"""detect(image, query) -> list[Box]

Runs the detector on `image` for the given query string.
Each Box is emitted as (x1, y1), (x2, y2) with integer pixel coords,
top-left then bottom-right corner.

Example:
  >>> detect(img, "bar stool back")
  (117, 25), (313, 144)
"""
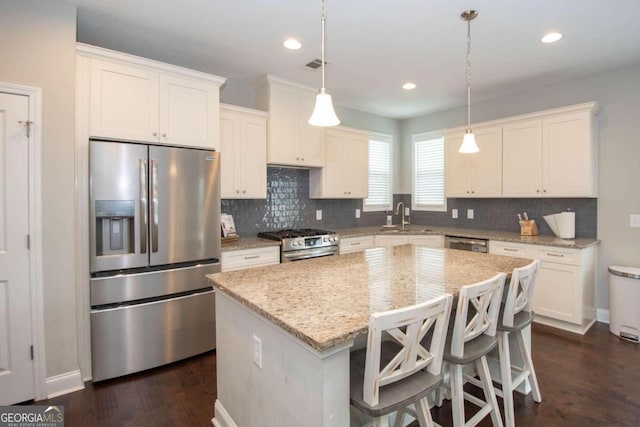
(350, 294), (453, 427)
(444, 273), (506, 427)
(496, 260), (542, 427)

§ **GOAL**
Render every line of the records above as a JSON list of strings, one string per line, omitting blank lines and leaving the pictures out.

§ **EXERCISE RESPONSE**
[
  "\"\"\"detect(image, query) -> list[Box]",
  "Runs the detector on `image` for the given query string.",
  "Each Box is emitted as (x1, y1), (x2, y2) with integer pixel coords,",
  "top-left then bottom-right corner.",
  "Example:",
  "  >>> detect(img, \"bar stool back\")",
  "  (117, 25), (313, 144)",
  "\"\"\"",
  "(350, 294), (453, 427)",
  "(444, 273), (506, 427)",
  "(496, 260), (542, 427)"
]